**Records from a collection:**
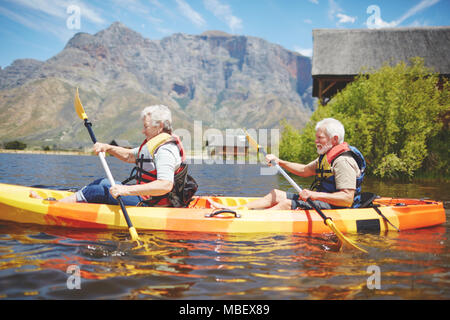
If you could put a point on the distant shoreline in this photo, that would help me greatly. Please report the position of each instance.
(73, 153)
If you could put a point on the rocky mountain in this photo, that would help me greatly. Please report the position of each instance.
(225, 81)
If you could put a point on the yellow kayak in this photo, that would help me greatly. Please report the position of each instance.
(16, 205)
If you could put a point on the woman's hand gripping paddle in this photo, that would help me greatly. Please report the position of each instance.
(326, 219)
(82, 114)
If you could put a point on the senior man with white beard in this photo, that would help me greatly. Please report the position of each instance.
(339, 171)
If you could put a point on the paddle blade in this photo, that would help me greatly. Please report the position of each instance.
(133, 234)
(341, 237)
(79, 107)
(252, 141)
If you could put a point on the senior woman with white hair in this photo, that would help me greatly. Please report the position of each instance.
(160, 170)
(339, 172)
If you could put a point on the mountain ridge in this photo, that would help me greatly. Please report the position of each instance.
(223, 80)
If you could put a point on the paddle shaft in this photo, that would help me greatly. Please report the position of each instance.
(296, 186)
(101, 155)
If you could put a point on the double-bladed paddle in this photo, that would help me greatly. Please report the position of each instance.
(82, 114)
(326, 219)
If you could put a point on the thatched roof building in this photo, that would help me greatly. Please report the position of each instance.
(340, 54)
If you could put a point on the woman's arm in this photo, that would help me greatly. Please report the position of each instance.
(120, 153)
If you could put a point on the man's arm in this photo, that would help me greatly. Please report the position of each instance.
(302, 170)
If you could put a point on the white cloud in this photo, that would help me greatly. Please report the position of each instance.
(335, 11)
(304, 52)
(375, 21)
(190, 13)
(46, 16)
(416, 9)
(345, 19)
(57, 9)
(224, 13)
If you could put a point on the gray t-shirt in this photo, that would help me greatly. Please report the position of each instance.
(167, 160)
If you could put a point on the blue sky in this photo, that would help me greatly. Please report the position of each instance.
(40, 29)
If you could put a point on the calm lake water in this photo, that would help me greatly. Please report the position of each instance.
(34, 260)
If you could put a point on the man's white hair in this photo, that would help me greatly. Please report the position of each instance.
(159, 114)
(332, 127)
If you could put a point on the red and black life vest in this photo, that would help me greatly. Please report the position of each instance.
(176, 197)
(325, 179)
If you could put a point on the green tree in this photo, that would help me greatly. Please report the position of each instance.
(396, 116)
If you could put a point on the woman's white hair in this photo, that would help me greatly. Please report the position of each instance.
(332, 127)
(159, 114)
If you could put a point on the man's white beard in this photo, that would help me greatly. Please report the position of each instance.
(322, 149)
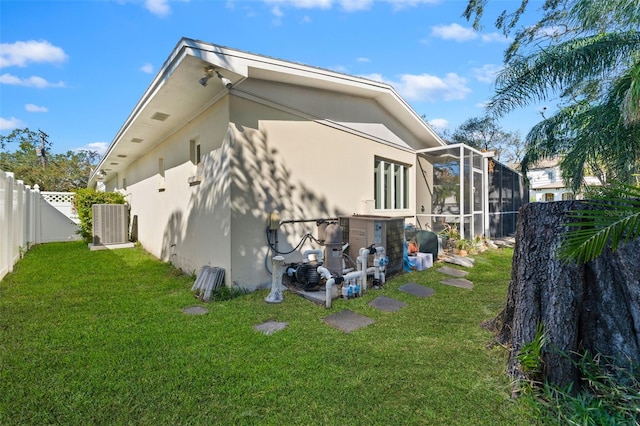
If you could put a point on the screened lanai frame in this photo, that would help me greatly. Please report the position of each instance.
(443, 175)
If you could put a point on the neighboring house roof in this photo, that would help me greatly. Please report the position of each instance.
(554, 185)
(175, 97)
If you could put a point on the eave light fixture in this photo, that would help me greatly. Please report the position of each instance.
(210, 72)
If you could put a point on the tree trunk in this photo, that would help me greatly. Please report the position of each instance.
(589, 307)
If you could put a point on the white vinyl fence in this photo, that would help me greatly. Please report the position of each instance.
(26, 219)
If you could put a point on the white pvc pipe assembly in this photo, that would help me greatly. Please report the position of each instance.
(324, 272)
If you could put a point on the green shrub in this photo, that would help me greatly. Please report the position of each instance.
(82, 202)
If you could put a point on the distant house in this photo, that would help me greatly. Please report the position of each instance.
(225, 147)
(546, 182)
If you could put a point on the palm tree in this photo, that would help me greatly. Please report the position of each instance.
(587, 54)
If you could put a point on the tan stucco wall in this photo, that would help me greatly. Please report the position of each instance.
(302, 170)
(184, 224)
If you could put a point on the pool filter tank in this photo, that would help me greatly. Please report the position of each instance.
(333, 249)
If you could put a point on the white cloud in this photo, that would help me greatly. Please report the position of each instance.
(431, 88)
(403, 4)
(454, 32)
(427, 88)
(355, 5)
(35, 108)
(376, 77)
(346, 5)
(10, 124)
(158, 7)
(33, 81)
(147, 68)
(439, 124)
(486, 73)
(460, 34)
(301, 4)
(550, 32)
(99, 147)
(276, 11)
(21, 53)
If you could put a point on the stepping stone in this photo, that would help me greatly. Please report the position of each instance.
(271, 327)
(458, 282)
(458, 273)
(417, 290)
(388, 304)
(195, 310)
(459, 260)
(348, 321)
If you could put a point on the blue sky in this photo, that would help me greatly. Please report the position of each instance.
(76, 69)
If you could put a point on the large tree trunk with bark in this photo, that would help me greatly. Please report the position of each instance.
(591, 307)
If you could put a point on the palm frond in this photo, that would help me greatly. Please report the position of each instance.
(611, 220)
(531, 79)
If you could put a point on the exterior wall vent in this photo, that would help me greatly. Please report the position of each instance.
(382, 231)
(160, 116)
(110, 224)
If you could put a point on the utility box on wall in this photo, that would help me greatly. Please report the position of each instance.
(110, 224)
(381, 231)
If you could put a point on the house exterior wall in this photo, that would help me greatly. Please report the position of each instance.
(185, 224)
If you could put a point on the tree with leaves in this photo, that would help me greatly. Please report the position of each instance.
(484, 134)
(59, 172)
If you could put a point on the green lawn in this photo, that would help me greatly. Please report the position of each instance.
(100, 338)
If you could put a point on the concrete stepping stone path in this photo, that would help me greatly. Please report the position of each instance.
(458, 282)
(195, 310)
(417, 290)
(270, 327)
(387, 304)
(458, 273)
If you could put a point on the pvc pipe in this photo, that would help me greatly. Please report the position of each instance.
(276, 295)
(324, 272)
(313, 251)
(357, 276)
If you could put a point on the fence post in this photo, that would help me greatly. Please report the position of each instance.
(8, 214)
(19, 224)
(37, 238)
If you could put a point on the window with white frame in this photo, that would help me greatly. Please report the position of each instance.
(196, 159)
(391, 185)
(161, 181)
(194, 152)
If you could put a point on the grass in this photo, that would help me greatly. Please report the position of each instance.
(99, 338)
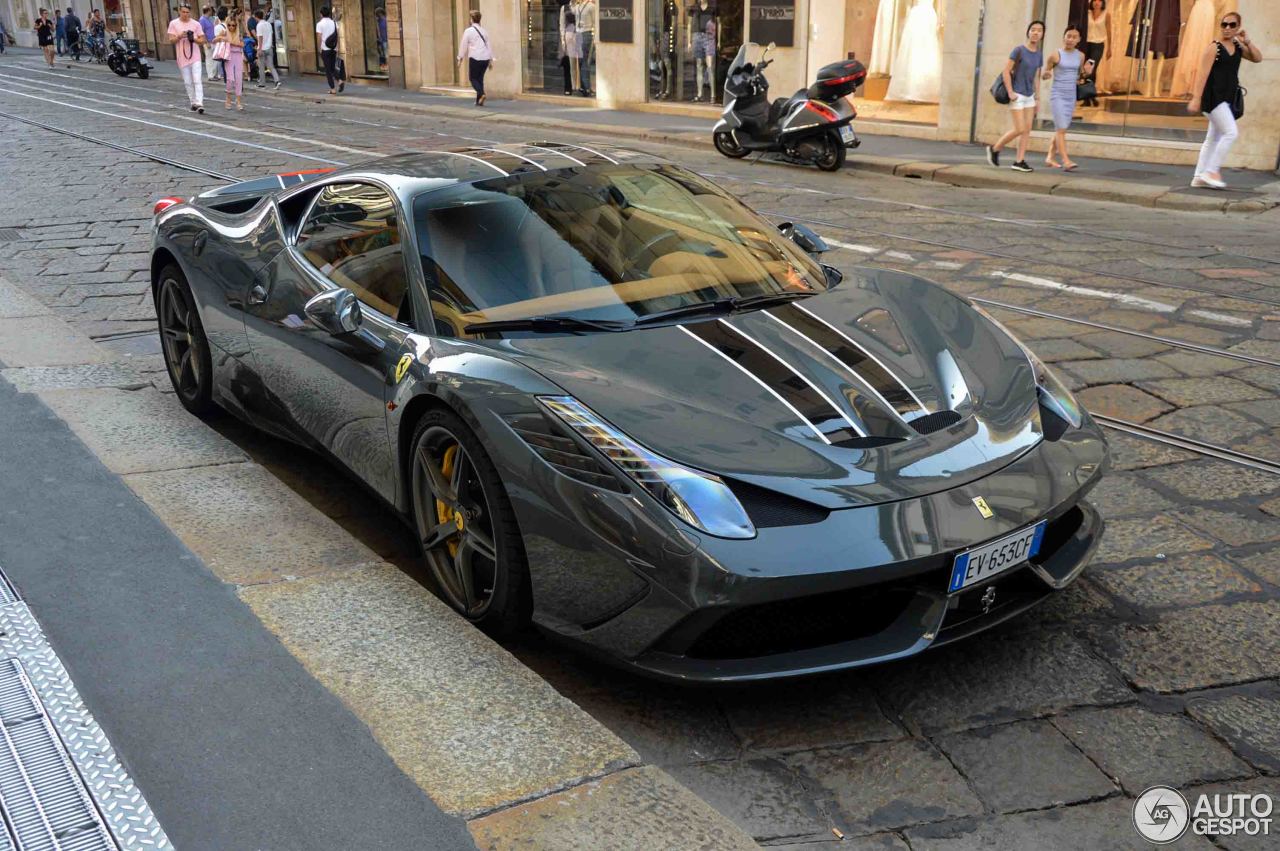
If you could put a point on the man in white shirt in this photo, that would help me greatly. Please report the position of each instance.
(475, 49)
(265, 35)
(327, 31)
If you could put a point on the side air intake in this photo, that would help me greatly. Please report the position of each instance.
(562, 452)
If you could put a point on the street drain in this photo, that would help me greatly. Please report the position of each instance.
(62, 787)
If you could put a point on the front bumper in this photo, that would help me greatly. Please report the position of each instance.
(864, 585)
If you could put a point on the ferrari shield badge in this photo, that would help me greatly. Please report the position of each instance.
(402, 367)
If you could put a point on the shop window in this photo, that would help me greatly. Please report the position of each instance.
(560, 46)
(690, 47)
(1146, 54)
(900, 41)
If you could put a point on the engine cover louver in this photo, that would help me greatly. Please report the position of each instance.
(561, 451)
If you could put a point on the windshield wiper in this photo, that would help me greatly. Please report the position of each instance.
(549, 325)
(725, 306)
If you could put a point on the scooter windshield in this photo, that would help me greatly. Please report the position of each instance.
(739, 60)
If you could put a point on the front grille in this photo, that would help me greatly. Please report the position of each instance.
(768, 508)
(803, 623)
(936, 421)
(557, 448)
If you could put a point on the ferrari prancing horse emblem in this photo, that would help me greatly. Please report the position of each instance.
(402, 367)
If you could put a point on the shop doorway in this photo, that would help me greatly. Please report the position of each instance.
(1147, 51)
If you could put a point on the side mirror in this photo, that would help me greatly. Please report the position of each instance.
(805, 237)
(336, 311)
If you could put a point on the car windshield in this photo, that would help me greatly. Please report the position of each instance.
(608, 245)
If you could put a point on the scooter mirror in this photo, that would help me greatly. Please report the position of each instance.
(805, 237)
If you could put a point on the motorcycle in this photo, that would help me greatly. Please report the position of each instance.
(124, 58)
(812, 126)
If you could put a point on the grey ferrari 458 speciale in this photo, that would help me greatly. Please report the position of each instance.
(613, 401)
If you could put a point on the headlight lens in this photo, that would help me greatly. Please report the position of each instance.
(698, 498)
(1054, 394)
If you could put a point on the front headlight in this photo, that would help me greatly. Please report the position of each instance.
(698, 498)
(1054, 394)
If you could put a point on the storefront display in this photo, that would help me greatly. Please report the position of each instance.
(900, 41)
(560, 46)
(691, 45)
(1146, 81)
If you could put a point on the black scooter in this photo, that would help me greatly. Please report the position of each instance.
(812, 126)
(124, 58)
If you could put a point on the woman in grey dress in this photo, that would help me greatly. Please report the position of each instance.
(1065, 68)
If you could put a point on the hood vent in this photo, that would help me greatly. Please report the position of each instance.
(768, 508)
(936, 421)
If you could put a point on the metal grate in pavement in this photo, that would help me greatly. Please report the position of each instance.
(62, 787)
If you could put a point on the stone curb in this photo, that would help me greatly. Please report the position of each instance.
(472, 726)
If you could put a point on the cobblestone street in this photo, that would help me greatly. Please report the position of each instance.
(1160, 666)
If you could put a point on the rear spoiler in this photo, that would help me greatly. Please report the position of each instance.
(234, 195)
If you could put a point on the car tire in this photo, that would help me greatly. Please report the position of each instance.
(183, 343)
(833, 158)
(728, 146)
(492, 588)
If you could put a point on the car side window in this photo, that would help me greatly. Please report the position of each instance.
(352, 237)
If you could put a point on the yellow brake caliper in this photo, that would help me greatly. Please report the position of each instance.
(442, 511)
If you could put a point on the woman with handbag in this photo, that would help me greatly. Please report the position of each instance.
(1065, 68)
(1022, 86)
(1220, 97)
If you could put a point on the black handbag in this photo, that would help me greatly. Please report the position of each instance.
(1238, 103)
(999, 90)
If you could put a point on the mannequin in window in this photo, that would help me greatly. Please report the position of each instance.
(663, 35)
(885, 40)
(1164, 27)
(700, 44)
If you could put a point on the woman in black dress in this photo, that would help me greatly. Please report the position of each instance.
(1217, 79)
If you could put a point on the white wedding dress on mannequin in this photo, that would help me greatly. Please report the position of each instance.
(1200, 31)
(885, 42)
(917, 73)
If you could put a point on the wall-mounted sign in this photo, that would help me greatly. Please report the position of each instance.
(773, 21)
(616, 21)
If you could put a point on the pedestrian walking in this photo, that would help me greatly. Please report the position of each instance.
(1097, 40)
(233, 58)
(1022, 81)
(187, 37)
(45, 30)
(478, 54)
(1065, 67)
(265, 35)
(208, 26)
(73, 28)
(327, 32)
(1220, 97)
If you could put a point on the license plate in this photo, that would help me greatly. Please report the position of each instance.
(982, 562)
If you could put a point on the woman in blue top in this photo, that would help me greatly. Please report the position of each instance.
(1022, 79)
(1064, 68)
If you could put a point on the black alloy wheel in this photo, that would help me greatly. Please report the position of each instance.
(183, 342)
(466, 526)
(832, 156)
(727, 145)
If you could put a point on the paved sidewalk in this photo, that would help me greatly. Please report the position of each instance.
(956, 164)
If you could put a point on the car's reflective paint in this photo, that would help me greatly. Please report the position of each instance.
(613, 571)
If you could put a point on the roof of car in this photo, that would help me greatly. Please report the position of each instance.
(466, 164)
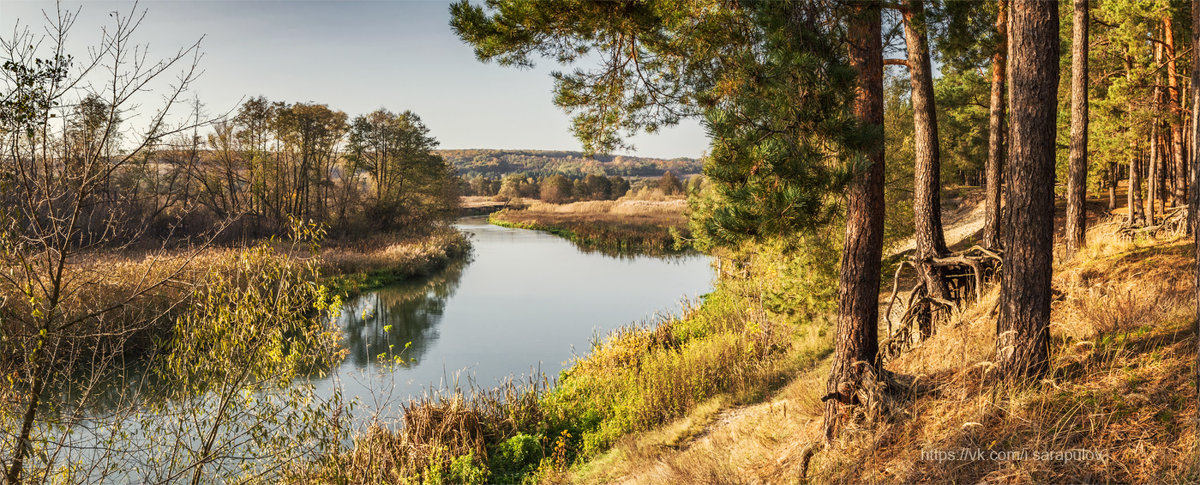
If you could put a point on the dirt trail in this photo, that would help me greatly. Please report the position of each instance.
(751, 442)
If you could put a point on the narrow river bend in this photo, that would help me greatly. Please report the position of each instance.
(525, 301)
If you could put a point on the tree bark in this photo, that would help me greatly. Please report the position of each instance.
(1023, 342)
(1180, 181)
(1194, 195)
(1155, 168)
(1152, 163)
(927, 169)
(1113, 185)
(1077, 177)
(1137, 216)
(996, 132)
(858, 286)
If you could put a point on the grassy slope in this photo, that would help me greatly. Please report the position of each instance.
(1122, 339)
(615, 226)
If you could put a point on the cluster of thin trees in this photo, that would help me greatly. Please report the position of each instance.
(276, 161)
(270, 163)
(559, 189)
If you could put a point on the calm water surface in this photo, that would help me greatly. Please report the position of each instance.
(525, 301)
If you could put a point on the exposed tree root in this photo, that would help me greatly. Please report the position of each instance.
(1173, 223)
(965, 275)
(874, 394)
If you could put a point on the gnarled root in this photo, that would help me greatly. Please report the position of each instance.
(964, 275)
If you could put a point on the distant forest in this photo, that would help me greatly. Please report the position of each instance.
(575, 165)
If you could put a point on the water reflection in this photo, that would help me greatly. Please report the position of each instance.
(401, 319)
(527, 303)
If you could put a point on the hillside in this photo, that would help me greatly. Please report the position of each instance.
(1115, 406)
(496, 163)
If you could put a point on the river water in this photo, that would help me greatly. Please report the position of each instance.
(525, 303)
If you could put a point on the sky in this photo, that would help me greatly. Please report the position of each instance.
(355, 57)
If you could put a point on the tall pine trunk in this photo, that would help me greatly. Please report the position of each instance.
(858, 287)
(1194, 199)
(927, 204)
(995, 167)
(1180, 180)
(1023, 342)
(1137, 216)
(1077, 172)
(1152, 175)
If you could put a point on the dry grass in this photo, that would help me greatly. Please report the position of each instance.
(406, 256)
(1119, 396)
(615, 226)
(132, 298)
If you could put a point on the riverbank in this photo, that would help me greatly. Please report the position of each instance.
(729, 348)
(622, 226)
(161, 286)
(379, 262)
(1122, 348)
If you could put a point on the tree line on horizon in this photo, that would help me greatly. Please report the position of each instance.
(807, 102)
(497, 163)
(561, 189)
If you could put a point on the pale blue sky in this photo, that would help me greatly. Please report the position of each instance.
(357, 57)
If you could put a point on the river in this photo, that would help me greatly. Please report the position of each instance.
(525, 303)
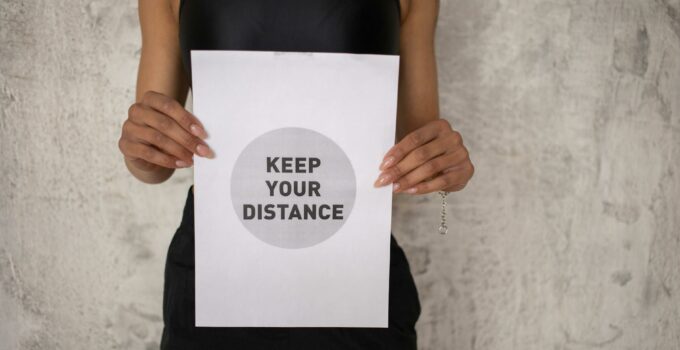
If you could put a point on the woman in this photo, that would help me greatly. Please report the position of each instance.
(160, 136)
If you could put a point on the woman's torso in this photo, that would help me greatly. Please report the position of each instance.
(347, 26)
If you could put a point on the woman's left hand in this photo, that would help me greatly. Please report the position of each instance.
(431, 158)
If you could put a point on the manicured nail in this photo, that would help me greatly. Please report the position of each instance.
(382, 180)
(411, 190)
(198, 131)
(203, 151)
(387, 162)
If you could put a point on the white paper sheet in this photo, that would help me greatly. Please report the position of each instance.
(328, 270)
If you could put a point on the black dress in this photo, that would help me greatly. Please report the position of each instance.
(350, 26)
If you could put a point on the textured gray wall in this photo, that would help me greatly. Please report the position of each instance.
(567, 238)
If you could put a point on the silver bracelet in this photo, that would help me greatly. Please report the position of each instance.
(443, 229)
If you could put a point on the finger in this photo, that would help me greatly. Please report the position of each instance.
(414, 140)
(431, 168)
(176, 111)
(154, 137)
(151, 154)
(419, 156)
(169, 127)
(455, 178)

**Aim of the exercise:** Make an exact copy of every line from the one with "If you could put a point on the white paper" to the end of the data, with the first and last of those lines included.

**Task result:**
If you could put a point on the white paper sheet in this photo, that would help me greatly. Please report the position of each instance.
(328, 270)
If you could put a point on the black dress in this photo, that would help me greatly. Please report the position of each instance.
(350, 26)
If you could put a point on the textured gray wall in this photo, that would help me greatly. Please report the position of each instance.
(567, 238)
If you could put a point on the silver bracelet in this photo, that would help me greatly. Please report the position of each instance.
(443, 229)
If you could put a point on the finger in this photo, that would help me greatly. Please report the position of each instance.
(414, 140)
(431, 168)
(176, 111)
(154, 137)
(151, 154)
(419, 156)
(169, 127)
(455, 178)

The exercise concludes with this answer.